Platform blog

Feature Deep Dive: Watermarking in Apache Spark Structured Streaming

Share this post

Key Takeaways

  • Watermarks help Spark understand the processing progress based on event time, when to produce windowed aggregates and when to trim the aggregations state
  • When joining streams of data, Spark, by default, uses a single, global watermark that evicts state based on the minimum event time seen across the input streams
  • RocksDB can be leveraged to reduce pressure on cluster memory and GC pauses
  • StreamingQueryProgress and StateOperatorProgress objects contain key information about how watermarks affect your stream

Introduction

When building real-time pipelines, one of the realities that teams have to work with is that distributed data ingestion is inherently unordered. Additionally, in the context of stateful streaming operations, teams need to be able to properly track event time progress in the stream of data they are ingesting for the proper calculation of time-window aggregations and other stateful operations. We can solve for all of this using Structured Streaming.

### What is asked
Quote the watermarking article word for word, starting at "When building real-time" and ending at "using Structured Streaming.". The listing that comes next has nothing to do with this.

### Supplied data
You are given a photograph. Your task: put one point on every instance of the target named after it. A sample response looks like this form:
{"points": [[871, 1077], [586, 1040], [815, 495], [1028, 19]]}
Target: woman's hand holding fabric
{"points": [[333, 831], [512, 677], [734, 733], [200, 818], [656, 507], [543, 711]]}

### Answer below
When building real-time pipelines, one of the realities that teams have to work with is that distributed data ingestion is inherently unordered. Additionally, in the context of stateful streaming operations, teams need to be able to properly track event time progress in the stream of data they are ingesting for the proper calculation of time-window aggregations and other stateful operations. We can solve for all of this using Structured Streaming.